Task objective — Reproduce everything from the line containing "Track-and-sign request: indicate each instance of the white" down to the line containing "x=132, y=102", renaming "arched" to "rounded" and leaving the rest untouched.

Provided data —
>> start

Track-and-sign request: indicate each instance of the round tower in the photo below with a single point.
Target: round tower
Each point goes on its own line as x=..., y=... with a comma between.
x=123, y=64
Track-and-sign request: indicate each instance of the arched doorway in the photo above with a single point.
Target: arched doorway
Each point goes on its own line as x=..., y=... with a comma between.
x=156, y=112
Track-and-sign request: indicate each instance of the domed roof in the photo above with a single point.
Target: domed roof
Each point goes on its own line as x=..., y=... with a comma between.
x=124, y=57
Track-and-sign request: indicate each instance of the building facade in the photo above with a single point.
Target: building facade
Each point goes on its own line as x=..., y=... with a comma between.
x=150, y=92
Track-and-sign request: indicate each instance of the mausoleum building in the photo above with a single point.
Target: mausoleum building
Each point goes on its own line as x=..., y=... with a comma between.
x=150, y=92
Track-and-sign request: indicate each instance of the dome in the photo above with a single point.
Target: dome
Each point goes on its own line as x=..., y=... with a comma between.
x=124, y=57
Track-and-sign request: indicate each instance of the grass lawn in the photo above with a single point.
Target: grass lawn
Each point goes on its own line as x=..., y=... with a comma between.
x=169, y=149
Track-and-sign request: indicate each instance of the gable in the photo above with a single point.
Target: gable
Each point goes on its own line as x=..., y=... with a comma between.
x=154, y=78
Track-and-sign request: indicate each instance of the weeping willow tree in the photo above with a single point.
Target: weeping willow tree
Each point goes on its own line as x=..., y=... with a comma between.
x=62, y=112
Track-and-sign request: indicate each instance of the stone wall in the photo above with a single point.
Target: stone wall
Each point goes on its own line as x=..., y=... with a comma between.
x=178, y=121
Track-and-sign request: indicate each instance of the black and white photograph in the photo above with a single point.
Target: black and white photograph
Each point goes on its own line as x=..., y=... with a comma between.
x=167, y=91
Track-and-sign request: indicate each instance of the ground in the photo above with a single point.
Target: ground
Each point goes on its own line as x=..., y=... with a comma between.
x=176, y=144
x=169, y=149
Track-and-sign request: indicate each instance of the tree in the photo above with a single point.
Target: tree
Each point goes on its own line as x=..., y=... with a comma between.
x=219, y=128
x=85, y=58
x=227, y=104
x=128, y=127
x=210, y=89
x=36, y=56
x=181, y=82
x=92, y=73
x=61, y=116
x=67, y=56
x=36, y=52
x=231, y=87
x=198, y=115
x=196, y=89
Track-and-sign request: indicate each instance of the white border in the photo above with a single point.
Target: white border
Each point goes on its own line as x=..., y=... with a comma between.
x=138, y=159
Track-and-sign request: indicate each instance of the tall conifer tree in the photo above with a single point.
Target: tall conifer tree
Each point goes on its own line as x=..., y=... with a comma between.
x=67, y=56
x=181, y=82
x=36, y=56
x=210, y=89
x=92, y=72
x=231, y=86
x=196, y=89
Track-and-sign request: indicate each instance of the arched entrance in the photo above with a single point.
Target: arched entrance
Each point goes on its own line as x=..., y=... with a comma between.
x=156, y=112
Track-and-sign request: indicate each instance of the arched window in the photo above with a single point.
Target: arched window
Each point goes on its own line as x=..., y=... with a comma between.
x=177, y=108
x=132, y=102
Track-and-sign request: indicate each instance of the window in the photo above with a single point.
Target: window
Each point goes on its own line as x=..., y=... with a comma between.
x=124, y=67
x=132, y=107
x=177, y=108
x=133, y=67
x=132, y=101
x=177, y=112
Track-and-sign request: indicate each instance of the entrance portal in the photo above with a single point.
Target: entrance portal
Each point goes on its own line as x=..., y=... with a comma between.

>> end

Solution —
Track-and-sign request: indicate each instance of the white border in the photo above with a single point.
Target: white border
Each point goes on its own line as x=..., y=... with a comma between.
x=138, y=159
Track-and-sign request: indicate each instance of the tall conifer tree in the photo above with a single point.
Target: tall conifer tree
Each point goes on its own line as x=..., y=... with a comma between.
x=67, y=56
x=181, y=82
x=36, y=56
x=210, y=89
x=92, y=72
x=231, y=86
x=196, y=89
Track-and-sign request: indicate each instance of the rounded entrance in the photo above with a single point.
Target: rounded entrance
Each point goes on its own line as x=..., y=... with a comma between.
x=156, y=112
Track-and-sign request: indicate each instance of the rounded window in the photo above with a single point.
Target: rounded window
Each point goes on its own line as x=..., y=... with a comma between.
x=177, y=108
x=132, y=102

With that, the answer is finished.